[Data extracted from a collection]
-*-

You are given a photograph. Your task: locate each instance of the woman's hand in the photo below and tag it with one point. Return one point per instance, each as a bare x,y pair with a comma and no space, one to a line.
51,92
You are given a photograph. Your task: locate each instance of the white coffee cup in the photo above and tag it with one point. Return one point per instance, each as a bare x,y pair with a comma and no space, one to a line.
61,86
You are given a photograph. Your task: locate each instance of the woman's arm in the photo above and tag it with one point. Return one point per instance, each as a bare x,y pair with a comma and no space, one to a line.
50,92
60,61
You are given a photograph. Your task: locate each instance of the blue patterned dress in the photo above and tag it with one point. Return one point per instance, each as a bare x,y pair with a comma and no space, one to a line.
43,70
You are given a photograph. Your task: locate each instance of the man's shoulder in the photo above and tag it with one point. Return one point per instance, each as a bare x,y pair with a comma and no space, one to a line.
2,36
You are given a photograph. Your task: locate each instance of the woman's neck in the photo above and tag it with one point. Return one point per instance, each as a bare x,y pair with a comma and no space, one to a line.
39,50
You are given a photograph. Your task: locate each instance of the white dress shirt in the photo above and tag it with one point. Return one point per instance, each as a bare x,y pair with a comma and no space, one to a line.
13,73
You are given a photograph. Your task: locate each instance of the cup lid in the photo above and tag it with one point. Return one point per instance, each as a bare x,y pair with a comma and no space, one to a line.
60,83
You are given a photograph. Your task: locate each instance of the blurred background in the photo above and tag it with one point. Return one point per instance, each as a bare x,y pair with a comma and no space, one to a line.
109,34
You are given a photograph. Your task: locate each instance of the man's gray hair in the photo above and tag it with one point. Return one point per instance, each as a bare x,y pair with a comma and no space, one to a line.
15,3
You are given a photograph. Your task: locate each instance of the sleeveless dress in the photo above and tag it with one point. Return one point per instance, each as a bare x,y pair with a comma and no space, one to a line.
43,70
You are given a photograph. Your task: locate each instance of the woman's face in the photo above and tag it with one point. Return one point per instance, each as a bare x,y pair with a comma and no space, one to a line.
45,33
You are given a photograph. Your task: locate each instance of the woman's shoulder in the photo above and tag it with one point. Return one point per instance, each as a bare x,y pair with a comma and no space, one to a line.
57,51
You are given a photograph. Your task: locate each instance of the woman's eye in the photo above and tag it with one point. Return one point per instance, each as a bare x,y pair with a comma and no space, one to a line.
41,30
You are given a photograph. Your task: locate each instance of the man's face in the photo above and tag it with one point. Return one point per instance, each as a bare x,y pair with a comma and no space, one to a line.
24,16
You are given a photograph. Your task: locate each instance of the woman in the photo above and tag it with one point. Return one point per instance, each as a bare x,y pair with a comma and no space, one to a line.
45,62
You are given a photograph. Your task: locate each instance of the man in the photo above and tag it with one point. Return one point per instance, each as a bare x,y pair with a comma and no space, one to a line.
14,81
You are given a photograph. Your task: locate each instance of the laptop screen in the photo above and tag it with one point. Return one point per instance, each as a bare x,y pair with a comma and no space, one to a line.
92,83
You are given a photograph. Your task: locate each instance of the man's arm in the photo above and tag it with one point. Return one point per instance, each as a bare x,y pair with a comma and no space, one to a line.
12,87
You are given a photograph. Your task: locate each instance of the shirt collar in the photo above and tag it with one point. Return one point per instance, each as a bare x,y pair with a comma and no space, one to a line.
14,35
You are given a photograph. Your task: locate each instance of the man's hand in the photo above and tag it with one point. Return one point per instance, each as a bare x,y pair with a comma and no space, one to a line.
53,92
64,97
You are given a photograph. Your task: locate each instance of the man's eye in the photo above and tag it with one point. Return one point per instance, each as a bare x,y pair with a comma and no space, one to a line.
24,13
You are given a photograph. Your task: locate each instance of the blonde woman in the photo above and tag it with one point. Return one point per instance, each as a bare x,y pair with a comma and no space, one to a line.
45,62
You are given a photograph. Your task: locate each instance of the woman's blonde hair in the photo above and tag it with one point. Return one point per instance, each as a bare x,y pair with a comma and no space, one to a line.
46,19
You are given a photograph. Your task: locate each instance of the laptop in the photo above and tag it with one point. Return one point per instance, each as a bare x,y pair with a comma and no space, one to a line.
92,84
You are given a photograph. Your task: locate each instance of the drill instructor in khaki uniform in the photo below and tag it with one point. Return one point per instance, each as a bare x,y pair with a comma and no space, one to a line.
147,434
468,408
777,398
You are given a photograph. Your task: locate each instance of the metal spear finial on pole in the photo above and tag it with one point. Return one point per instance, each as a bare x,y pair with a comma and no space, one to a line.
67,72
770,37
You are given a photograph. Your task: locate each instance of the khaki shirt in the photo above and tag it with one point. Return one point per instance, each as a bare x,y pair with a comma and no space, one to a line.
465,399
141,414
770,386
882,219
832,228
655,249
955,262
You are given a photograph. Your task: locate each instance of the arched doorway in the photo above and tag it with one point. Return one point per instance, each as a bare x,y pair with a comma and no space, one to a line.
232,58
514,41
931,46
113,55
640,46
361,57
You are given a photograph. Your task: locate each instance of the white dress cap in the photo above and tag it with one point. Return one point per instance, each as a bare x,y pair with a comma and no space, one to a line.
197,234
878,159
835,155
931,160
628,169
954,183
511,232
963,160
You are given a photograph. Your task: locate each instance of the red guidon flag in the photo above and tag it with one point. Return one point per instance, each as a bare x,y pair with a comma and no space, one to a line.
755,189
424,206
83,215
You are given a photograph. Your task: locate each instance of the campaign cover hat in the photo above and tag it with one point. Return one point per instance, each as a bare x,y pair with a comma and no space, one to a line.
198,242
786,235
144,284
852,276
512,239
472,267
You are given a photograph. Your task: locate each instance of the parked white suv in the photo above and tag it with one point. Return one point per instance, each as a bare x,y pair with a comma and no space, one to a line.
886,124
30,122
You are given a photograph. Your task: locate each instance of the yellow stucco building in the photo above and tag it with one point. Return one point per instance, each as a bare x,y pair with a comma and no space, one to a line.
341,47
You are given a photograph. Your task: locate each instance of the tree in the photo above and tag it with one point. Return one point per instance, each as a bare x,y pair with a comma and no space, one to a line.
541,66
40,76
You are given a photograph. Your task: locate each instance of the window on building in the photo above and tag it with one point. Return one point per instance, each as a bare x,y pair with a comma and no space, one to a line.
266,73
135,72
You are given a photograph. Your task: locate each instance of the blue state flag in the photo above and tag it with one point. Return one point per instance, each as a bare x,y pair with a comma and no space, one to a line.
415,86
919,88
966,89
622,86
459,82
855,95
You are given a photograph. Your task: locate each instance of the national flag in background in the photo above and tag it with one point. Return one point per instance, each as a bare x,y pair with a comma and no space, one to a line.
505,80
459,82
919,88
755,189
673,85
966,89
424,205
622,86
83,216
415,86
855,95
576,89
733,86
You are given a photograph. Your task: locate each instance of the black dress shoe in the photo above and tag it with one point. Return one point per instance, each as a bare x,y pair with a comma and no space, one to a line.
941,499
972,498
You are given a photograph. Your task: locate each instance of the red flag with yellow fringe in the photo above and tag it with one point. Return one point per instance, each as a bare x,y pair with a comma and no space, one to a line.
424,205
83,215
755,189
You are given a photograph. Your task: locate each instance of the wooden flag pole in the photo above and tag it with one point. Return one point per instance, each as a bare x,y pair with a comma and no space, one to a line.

-*-

→ **DIRECTIONS**:
Repeat each of the records exactly as written.

→ **RESPONSE FOR THIS EXERCISE**:
You are given a photograph. Your task: locate each instance of the woman's hand in the photo below and tag it with one point. Return one point per instance, each as a bare x,y pair with a comma and no space, one to a line.
51,92
You are given a photograph. Your task: locate each instance of the white coffee cup in the photo above and tag it with one point. Return one point per instance, each as a bare x,y pair with a comma and no space, one to a line.
61,86
You are given a photograph. Your task: locate each instance of the woman's arm in the photo above and tag it with one point. Return one point per instance, each as a bare x,y pair with a comma and no space, one to a line.
50,92
60,61
You are given a photograph. Your task: locate each instance of the blue patterned dress in the photo above and tag it with one point. Return one point per instance, each as a bare x,y pair with a comma and no space, one to a line.
43,70
You are given a photograph. Your task: locate each instance of the man's shoulder in the photo above and tag it with one point. Return one point per instance, each as a bare x,y pair with a comma and no space, one to a line.
2,36
You are given a photograph. Your task: locate each instance of the woman's neck in the photo above and tag it with one point. Return one point per instance, each as a bare x,y pair with a comma and no space, one to a line.
39,50
You are given a photograph. Your task: locate each instance of the white dress shirt in the photo above and tag it with one point. Return one point per instance, each as a bare x,y pair with a comma and no space, one to a line.
13,73
You are given a photograph. Your task: locate each instance of the cup lid in the photo above and tag it with one point. Return one point per instance, each as a bare x,y pair with a comma and no space, one to a line.
60,83
You are given a photograph. Your task: locate each instance of the blurred background in the photo above and tag it with one point. Return one point per instance, each as a bare x,y pair with a comma and no space, one to a line.
109,34
You are given a photograph. Your task: locate each instance of the man's gray hair in the photo above and tag it with one point. Return one point per instance, each as a bare x,y pair with a comma and no space, one to a line.
15,3
You are given a photograph. Your task: locate each instance of the sleeveless dress in the photo above and tag it with one point. Return one point per instance, each as a bare x,y pair with a comma and no space, one to a line.
43,70
You are given a photograph. Your task: locate each instance of the woman's face in the photo above and tag it with one point. Return one point per instance, each as a bare x,y pair with a comma and no space, one to a line.
45,33
You are given a photograph. Your task: locate each instance of the woman's shoulder in the photo above and tag it with one point. Return one point per instance, each as a bare x,y pair with a comma and no space, one to a line.
57,51
You are given a photograph. Your task: locate each instance of the woman's eye in the photo above and tag it with one point. Return one point per instance, each as a bare x,y pair with a comma and no space, one to a line.
41,30
You are given a photograph. Your task: locate each instance of the man's face in the photo above and tag it with one point. Return one point per instance, each as a bare x,y pair with a comma and no space, one to a line.
24,16
You are given a photograph. Your task: locate each instance of the woman in the photo above and tag it with one point. Return one point per instance, each as a bare x,y pair with a comma and no space, one to a line.
45,62
You are given a photograph. Your task: locate each instance of the man in the photo above and tag it with one point. Return one point per instance, each as a bare x,y pair with a comma and no space, one to a line.
14,81
You are given a photograph. Your task: locate each instance of the laptop screen in the photo above and tag it with one point. Return one point per instance, each as a bare x,y pair with a comma and no space, one to a line.
92,83
You are given a photograph. Your task: locate each instance of the man's arm in the photo above and tag it with one point. Return one point per instance, each as a bare x,y pair with a comma and no space, one to a line.
12,87
You are given a photograph. Your task: locate each instance of the shirt collar in the photo above and tag it with one point. Return one point per instance, each as a bare x,y pair with a comma and no space, one to a line.
14,35
You are given a photograph. Your task: locate each instance of the man's hand in the photo above and tag it with one point. Return one point per instance, each as a bare x,y pair with a comma and no space, one to a line.
53,92
64,97
You are given a photograph. Your task: locate each instance of the man's eye in the photo above and tag it with one point. Return one point per instance, each as a bare x,y pair with a comma and no space, one to a line.
24,13
You are given a photograph. Your task: locate each instance of the blonde woman in the photo above and tag it with one point. Return one point per instance, each as a bare x,y pair with a comma and no space, one to a line.
45,62
You are given a photograph. Your task: locate each instance of the woman's blonde hair in the photo above and tag it with one point. Return one point per instance, each as a bare x,y pair with a comma and no space, one to a line.
46,19
You are given a photograph. Your task: locate each instance of the laptop in the photo above and tag it with one point. Return one point per instance, each as a bare x,y pair with a comma and no space, one to a line.
92,84
You are given a photograph. Your task: locate each instance of the drill instructor in khaki uniform in the photo below and tag it with one point. Return one point per instance, each as a bare x,y pair with a comma and no space, one to a line.
147,434
468,408
777,398
You are given a photograph. Your task: locate each instance of the metal spear finial on pole in the photo above and tag it with one point. Return one point per instance, each as a bare x,y pair with a comma and no space, one to a line.
67,72
770,37
You are given a photograph. Your task: locate each instance of the khaki shirt in the photo above and tag it with one point. Return one point per instance, each as a bare x,y pair with a comma and no space, one to a line.
465,399
141,414
770,386
882,219
832,228
655,249
955,262
You are given a photograph. Your task: locate each instance of the arched doorway in the photo above and tag it with one point. Return one point per instance, each as a bare x,y pair with a comma and no space, one to a line.
232,58
514,41
931,46
113,55
640,46
361,57
You are given a photograph. Your task: locate each instance of the white dress cap in the photo above and tag it with one point. Return one point per instance, each as a bare x,y pair with a comma and no space, one to a line.
197,234
878,159
835,155
931,160
628,169
954,183
511,232
963,160
You are given a photograph. Your task: locate each instance of the red guidon flag in the photo above and tag it with one point. Return one point per instance, each as a bare x,y pair with a comma and no space, one to a line.
755,189
424,206
83,215
You are given a photograph. Your task: locate each instance of the campaign cover hat in the photo above and tag it with one point. Return one point per instance, each as a bare x,y pair with a comma and no space, one to a line.
198,242
786,235
144,284
852,276
512,239
472,267
You are given a photograph. Your task: locate each instance of the parked white suv in the photo above and tag it with one point. Return one point per instance, each as a bare x,y pair with a comma and no space, one to a line.
886,124
30,122
You are given a photograph. Your task: locate each instance of the yellow stucco building in the photo above and tag it with one point. Return one point per instance, each as a bare x,y pair with a comma and no space, one to a line.
341,47
You are given a photograph. Your task: locate each instance of the tree in the photo above and tag it with one point. Return one point per instance, each as a bare x,y pair with a comma and no space, one to a line.
541,66
40,76
You are given a photograph. Your task: locate each instance of the window on building in the photo above and tag it with one point. Return one point per instance, each as a bare x,y pair with a comma and no space, one to a line.
266,73
135,72
You are given a photograph. Your task: locate each instance of the blue state flag in the photo above and tag it with one point. Return one point per instance, each as a bare x,y pair with a comma and no space, one to a line.
415,86
919,88
966,89
622,86
459,82
855,95
You are given a photograph. Your task: locate each instance of the national flag in background in the photo above and tag it with one point. Return one point per instance, each as a bare x,y pair with a comma and no space, one to a line.
505,80
459,82
919,88
755,189
673,85
966,89
424,205
622,86
83,216
415,86
855,95
576,89
733,86
You are given a photograph. Your task: locate each instance of the black dress shoe in the photo above and tag it with one point. Return one point per instance, each as a bare x,y pair with a comma and no space, one to a line.
941,499
972,498
You are given a photograph. Your task: locate each instance of the red flag with yellow fringe in the photo above and tag it with one point. Return one point per instance, each as a bare x,y pair with a comma and no space, one to a line.
424,205
83,215
755,189
You are given a photograph. Your task: locate each instance of the wooden flag pole in the photo above and tag it with one point. Return one point per instance, each as a bare x,y pair with a comma and no space, one to a line.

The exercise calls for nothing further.